> Description of the task: List every line of the data below that contains the word "black". Case counts.

> Data:
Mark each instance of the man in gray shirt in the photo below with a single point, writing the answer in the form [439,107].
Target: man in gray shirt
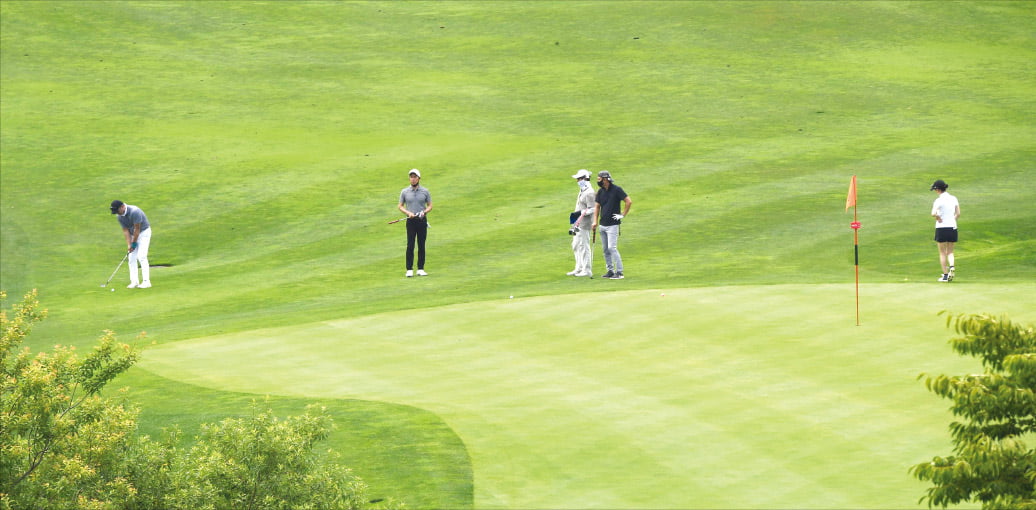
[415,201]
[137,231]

...

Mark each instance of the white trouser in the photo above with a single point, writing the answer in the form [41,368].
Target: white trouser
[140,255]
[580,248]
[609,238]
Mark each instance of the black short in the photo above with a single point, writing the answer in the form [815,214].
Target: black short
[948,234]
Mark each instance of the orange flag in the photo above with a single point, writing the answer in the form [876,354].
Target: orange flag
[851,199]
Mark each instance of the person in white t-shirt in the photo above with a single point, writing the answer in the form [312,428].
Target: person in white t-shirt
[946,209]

---

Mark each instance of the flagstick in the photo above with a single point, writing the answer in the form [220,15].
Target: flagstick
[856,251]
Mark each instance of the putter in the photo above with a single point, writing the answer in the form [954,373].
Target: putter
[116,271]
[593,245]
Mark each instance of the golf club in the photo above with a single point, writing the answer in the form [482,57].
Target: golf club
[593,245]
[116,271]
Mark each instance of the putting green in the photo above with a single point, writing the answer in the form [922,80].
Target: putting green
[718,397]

> Solution for this problem:
Mark each instance of the black short in the photo above with a single point, writing the answer in the form [815,214].
Target: black short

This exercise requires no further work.